(Saved entries)

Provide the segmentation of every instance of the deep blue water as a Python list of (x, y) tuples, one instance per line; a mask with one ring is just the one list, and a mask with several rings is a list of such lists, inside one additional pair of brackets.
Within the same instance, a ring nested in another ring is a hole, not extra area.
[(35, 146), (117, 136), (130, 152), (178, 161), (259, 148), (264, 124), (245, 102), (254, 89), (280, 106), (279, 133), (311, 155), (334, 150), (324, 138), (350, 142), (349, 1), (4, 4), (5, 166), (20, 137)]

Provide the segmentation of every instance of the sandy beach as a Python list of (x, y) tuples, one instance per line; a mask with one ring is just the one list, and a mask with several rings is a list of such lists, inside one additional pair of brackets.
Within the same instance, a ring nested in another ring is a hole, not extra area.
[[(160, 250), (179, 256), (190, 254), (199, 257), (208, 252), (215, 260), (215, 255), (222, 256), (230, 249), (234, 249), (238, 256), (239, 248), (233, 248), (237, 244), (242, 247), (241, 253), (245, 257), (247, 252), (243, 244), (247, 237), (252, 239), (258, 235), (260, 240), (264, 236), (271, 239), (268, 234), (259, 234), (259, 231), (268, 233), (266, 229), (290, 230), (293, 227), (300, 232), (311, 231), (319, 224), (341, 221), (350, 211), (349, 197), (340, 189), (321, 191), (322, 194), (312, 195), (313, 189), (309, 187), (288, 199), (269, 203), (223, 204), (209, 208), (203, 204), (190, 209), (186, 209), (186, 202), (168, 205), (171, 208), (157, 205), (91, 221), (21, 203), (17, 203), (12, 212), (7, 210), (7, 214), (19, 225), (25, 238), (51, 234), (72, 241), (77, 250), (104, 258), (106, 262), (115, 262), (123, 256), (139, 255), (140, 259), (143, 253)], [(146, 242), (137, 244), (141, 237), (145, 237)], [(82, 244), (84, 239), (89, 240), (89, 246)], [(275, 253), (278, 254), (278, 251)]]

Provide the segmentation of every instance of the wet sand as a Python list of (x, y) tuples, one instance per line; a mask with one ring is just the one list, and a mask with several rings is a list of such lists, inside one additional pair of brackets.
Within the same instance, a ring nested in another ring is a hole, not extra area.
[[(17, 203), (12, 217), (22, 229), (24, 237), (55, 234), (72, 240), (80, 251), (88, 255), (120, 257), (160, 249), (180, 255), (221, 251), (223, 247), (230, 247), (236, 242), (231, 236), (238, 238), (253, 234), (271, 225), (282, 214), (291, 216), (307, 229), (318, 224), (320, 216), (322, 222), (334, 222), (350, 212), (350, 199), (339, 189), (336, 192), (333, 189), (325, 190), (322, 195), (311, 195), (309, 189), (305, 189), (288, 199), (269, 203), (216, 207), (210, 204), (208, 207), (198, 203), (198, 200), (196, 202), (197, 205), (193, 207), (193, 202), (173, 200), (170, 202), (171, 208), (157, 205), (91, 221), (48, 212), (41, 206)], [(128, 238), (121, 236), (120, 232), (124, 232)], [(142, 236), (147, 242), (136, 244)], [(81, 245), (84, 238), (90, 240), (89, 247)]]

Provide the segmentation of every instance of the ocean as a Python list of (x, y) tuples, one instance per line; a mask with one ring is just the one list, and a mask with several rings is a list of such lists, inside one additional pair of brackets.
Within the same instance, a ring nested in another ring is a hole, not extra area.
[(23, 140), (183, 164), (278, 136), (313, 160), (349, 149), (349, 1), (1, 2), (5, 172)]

:: EXERCISE REQUIREMENTS ::
Copy the records word for word.

:: SOLUTION BELOW ::
Provide the segmentation of every instance of the deep blue water as a Python list of (x, y) tuples, one instance per line; a mask with one ring is just the one list, and a mask with several rings is a list of such lists, inside one additional pair of brackets.
Within the same instance, a ring nested in another ring is a hole, not extra area.
[(35, 146), (117, 136), (130, 152), (178, 161), (259, 148), (264, 124), (245, 102), (254, 89), (280, 106), (279, 133), (311, 155), (334, 150), (324, 138), (350, 142), (349, 1), (4, 4), (5, 166), (20, 137)]

Provide the segmentation of every instance of the sandy beach as a Python list of (x, y) tuples, one instance per line; a mask with one ring is just the one list, and a mask with several rings is a list of such lists, inside one additional pair of brackets.
Within the same instance, a ring nested in another ring is a hole, not extra area.
[[(160, 250), (179, 256), (190, 254), (199, 257), (208, 252), (215, 260), (215, 255), (222, 256), (230, 249), (234, 249), (238, 256), (239, 248), (233, 248), (237, 244), (242, 247), (241, 253), (245, 257), (247, 252), (243, 244), (247, 237), (252, 239), (258, 235), (260, 240), (264, 236), (271, 239), (268, 234), (259, 234), (259, 231), (268, 233), (266, 229), (290, 230), (293, 227), (300, 232), (311, 231), (319, 224), (341, 221), (350, 211), (349, 197), (340, 189), (321, 191), (322, 194), (312, 195), (313, 189), (309, 187), (288, 199), (269, 203), (223, 204), (209, 208), (203, 204), (190, 209), (186, 209), (186, 202), (168, 205), (171, 208), (157, 205), (91, 221), (21, 203), (17, 203), (12, 212), (7, 210), (7, 214), (19, 225), (25, 238), (51, 234), (72, 241), (77, 250), (104, 258), (106, 262), (115, 262), (123, 256), (139, 255), (140, 259), (143, 253)], [(146, 242), (137, 244), (141, 237), (145, 237)], [(82, 244), (84, 239), (89, 240), (89, 246)], [(275, 253), (278, 254), (278, 251)]]

Provide the segmentation of every instance of the wet sand as a Python list of (x, y) tuples, one instance per line; a mask with one ring is just the one list, and a mask with several rings is a list of such lists, inside one additional pair of brackets.
Within the same instance, a ring nested in another ring is a hole, not extra area.
[[(17, 203), (12, 217), (22, 229), (24, 237), (55, 234), (72, 240), (80, 251), (88, 255), (120, 257), (160, 249), (180, 255), (221, 251), (223, 247), (230, 247), (236, 242), (231, 236), (238, 238), (253, 234), (271, 225), (282, 214), (291, 216), (307, 229), (318, 224), (320, 216), (322, 222), (334, 222), (350, 212), (350, 199), (339, 189), (336, 192), (333, 189), (325, 190), (322, 195), (311, 195), (309, 189), (305, 189), (288, 199), (269, 203), (216, 207), (210, 204), (208, 207), (198, 203), (198, 200), (196, 202), (197, 205), (193, 207), (193, 202), (173, 200), (170, 202), (171, 208), (157, 205), (91, 221), (48, 212), (41, 206)], [(128, 238), (121, 236), (120, 232), (124, 232)], [(142, 236), (147, 242), (136, 244)], [(81, 245), (84, 238), (90, 240), (89, 247)]]

Provide the segmentation of every instance of the ocean as a Python list of (x, y) tuples, one instance per line; a mask with one ring is just the one list, and a mask with several rings is a list of such lists, inside one additional pair of brackets.
Within the same instance, a ring nested in another ring is a hole, not extra area.
[(23, 140), (183, 164), (278, 136), (313, 160), (349, 149), (349, 1), (1, 2), (5, 172)]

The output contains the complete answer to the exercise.